Request 1. According to the text on model validation using impedance response below, which pulse amplitudes were applied to the testbed?
Request 2. Continue the text on model validation using impedance response from its final sentence.

6.1. Model Validation Using Impedance Response
For the purpose of validating the model created of the motorette testbed, the impedance responses of the model and testbed were compared. The testbed impedance response was found by supplying the coil under test with a range of square wave impulses between 5 ms and 500 µs by changing the output frequency and duty cycle from the power module and is shown in Figure 16. Due to hardware limitations of the system level controller, pulses exceeding 5 ms and shorter than 500 µs were not tested. This process was conducted with pulse amplitudes of 480 V, 1 kV, and 4 kV, but no change was found in the impedance response. A handheld BK Precision 880 LCR meter was also used to measure the impedance at select frequencies.
As can be seen in Figure 16, there is close alignment between the impedance response of the model and the testbed results. The differences at lower frequencies are likely due to the upper limit on the pulse durations of 5 ms for the ETFE analysis as this limits the resolution of the lower frequency response data. Additionally, as the model only implements the 1 MHz mutual inductance and resistance it is expected that the model would have a more accurate representation at frequencies around 1 MHz. However, at frequencies above 5 MHz the model predictions become unstable due to simplifications in the modeling process, such as the simplification of skin effects and limits to the ladder circuit order. Additionally, for frequencies above 5 MHz, the noise level of the testbed produces distortion and uncertainty. Also of note is the diminished peak impedance of the testbed results of the XHV-9 in comparison to the XHV-6 and DEI results; this is due to the changes in the circuit topology discussed earlier that were done to increase stability of the power circuit.

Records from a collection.
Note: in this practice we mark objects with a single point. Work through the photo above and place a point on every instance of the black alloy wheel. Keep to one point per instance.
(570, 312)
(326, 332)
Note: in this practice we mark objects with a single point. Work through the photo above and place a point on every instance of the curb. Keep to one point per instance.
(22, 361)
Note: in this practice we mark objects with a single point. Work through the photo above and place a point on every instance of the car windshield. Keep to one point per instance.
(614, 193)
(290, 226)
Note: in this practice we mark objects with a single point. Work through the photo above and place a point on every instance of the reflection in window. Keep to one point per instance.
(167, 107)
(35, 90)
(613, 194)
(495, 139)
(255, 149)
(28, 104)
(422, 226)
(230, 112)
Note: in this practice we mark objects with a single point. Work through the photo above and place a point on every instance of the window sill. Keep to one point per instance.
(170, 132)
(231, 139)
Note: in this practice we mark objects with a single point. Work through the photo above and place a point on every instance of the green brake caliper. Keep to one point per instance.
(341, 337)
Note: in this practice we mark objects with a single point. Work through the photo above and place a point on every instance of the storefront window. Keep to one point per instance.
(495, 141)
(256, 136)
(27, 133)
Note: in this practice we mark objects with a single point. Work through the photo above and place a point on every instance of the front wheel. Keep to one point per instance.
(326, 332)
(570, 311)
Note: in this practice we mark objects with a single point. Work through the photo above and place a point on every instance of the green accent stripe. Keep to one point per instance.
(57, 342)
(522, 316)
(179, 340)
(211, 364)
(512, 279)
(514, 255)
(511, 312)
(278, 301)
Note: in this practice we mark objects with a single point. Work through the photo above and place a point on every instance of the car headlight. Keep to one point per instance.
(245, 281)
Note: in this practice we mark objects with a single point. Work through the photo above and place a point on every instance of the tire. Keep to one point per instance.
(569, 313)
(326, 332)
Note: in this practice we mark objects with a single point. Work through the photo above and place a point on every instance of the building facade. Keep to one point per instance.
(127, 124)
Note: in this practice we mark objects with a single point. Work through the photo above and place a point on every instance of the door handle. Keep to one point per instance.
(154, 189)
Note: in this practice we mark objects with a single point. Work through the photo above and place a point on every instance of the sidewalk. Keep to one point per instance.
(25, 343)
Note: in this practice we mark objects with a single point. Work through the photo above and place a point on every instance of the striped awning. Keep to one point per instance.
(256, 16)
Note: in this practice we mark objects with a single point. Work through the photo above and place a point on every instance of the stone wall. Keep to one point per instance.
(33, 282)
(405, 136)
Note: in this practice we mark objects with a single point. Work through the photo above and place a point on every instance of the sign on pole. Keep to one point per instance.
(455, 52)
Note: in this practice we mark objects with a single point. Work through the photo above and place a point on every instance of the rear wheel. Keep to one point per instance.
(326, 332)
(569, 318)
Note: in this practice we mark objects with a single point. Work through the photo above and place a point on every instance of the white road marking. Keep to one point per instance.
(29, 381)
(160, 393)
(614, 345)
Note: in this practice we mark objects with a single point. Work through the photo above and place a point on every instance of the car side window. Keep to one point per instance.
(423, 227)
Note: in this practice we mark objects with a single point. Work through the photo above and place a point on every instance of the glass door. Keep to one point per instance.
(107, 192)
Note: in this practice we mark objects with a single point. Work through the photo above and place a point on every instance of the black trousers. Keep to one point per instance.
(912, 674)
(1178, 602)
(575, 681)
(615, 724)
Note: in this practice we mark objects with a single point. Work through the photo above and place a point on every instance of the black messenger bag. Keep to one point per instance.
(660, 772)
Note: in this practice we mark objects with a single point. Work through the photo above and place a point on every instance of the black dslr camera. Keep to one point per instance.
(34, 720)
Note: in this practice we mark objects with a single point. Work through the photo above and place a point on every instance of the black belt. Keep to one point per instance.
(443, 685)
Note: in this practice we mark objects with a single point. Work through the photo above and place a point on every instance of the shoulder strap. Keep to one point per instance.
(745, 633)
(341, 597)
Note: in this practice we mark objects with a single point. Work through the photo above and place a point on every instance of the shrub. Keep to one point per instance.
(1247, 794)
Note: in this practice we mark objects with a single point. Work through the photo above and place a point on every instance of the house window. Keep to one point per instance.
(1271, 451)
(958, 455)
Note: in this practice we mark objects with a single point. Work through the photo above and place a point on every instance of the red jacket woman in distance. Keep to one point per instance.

Exercise answer 1. 480 V, 1 kV, and 4 kV.

Exercise answer 2.
After the general modeling process for a healthy coil was validated, the method for modeling the impact of air-filled voids and insulation delamination was validated using the milled coil discussed earlier. The changes to the impedance of the MCTL model with and without delamination are compared to the testbed results of the coil before and after the turn 1 insulation was milled down in Figure 17. As the XHV-9 testbed was used for testing, the peak impedance is diminished; thus, a direct comparison of the undamaged and 0.5 mm milled impedances cannot be made. Nonetheless it can still be observed that both the MCTL model and the testbed results experienced equivalent peak shifts with the resonant frequency changing from approximately 2.97 MHz to 3.06 MHz with a gain increase of about 0.6 dB. As can be understood from the analytical impedance model of a ladder circuit, both the MCTL model and the testbed experienced a reduction of the GW capacitance of the same amount; this is in line with expectations based on dielectric theory, thus validating the modeling approach for insulation abnormalities.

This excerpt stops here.